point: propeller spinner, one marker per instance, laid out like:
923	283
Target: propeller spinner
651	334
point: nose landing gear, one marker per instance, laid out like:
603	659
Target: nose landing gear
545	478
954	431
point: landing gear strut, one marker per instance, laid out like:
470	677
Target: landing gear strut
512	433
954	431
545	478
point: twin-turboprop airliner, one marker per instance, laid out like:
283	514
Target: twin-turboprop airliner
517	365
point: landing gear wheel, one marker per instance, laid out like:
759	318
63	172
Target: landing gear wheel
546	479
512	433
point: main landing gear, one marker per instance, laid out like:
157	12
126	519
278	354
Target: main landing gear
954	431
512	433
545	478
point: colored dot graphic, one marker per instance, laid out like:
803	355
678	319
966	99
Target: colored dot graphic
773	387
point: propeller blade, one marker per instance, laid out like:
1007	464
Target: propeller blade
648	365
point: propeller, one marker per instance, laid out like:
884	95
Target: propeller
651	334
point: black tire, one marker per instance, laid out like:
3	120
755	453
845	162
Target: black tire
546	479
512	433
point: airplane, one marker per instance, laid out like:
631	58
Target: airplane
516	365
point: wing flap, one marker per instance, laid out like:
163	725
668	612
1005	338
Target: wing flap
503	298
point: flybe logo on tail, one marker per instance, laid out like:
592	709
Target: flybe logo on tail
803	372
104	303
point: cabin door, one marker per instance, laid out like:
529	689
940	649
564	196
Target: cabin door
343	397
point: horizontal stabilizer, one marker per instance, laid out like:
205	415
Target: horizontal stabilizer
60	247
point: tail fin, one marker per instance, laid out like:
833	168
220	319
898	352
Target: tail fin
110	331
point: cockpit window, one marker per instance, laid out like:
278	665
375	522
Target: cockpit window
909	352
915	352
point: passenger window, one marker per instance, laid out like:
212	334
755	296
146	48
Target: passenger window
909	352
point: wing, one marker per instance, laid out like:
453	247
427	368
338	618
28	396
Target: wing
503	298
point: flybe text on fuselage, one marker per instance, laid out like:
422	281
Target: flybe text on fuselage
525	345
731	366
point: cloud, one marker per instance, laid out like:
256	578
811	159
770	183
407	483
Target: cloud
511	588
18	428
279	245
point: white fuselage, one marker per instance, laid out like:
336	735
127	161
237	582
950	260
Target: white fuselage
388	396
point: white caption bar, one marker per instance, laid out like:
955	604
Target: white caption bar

----

▶ PROBLEM STATEMENT
Copy all of the lines above word for word.

▶ TASK SOLUTION
point: propeller spinner, one marker per instance, laid out like:
923	283
Target: propeller spinner
651	334
point: nose landing gear, one marker per instance, laid out like:
603	659
Target: nose landing gear
545	478
954	431
point: landing gear strut, one marker per instance, laid out like:
470	677
Target: landing gear strut
512	433
954	431
545	478
point: twin-turboprop airliner, one marker per instance, laid out like:
283	514
Target: twin-turboprop airliner
517	365
point: landing gear wheel, one marker per instance, laid out like:
759	318
63	172
Target: landing gear wheel
546	479
512	433
point: main landing gear, one marker per instance, laid out like:
157	12
126	519
278	354
Target: main landing gear
954	431
512	433
545	478
point: colored dot graphic, one marker per instance, laid out like:
803	355
678	319
966	99
Target: colored dot graphic
773	387
point: propeller blade, one marker per instance, laid out like:
1007	464
Target: propeller blade
648	365
point: propeller, one marker per instance, laid out like:
884	95
Target: propeller
651	334
point: black tire, one marker per instance, laid out like:
3	120
755	453
845	162
Target: black tire
546	479
512	433
point: airplane, one marker per instance, laid out like:
631	58
Target: airplane
516	365
point: wing flap, one marker per instance, laid out like:
163	725
668	612
1005	338
Target: wing flap
503	298
point: flybe logo on tail, one marker per instance, laid out like:
592	709
Target: flybe logo on tail
803	372
104	303
point: cabin door, one marker per instance, laid out like:
529	689
940	649
564	196
Target: cabin door
343	397
point: horizontal stabilizer, one marker per instance, laid out like:
205	415
Target: horizontal stabilizer
60	247
point: tail fin, one marker per instance, laid out like:
833	168
220	319
898	352
Target: tail fin
110	331
point: cockpit window, one marker per instance, laid out like:
278	665
375	522
Target: cockpit window
909	352
915	352
point: passenger window, one marker per instance, laid out like:
212	334
755	296
146	48
Target: passenger window
909	352
point: wing, one marker per instance, laid out like:
453	247
427	368
338	618
28	396
Target: wing
503	298
point: flybe text on fuselage, one marker per instance, laid out like:
422	281
Target: flybe text on fuselage
525	345
731	366
point: cloud, one marker per instance, laid out like:
256	578
811	159
770	183
407	483
Target: cloud
511	588
18	428
279	245
point: white fuselage, one marker per instance, laid out like:
336	735
127	161
237	582
950	260
Target: white fuselage
388	396
point: white caption bar, one marker per instance, laid out like:
955	604
Target: white caption bar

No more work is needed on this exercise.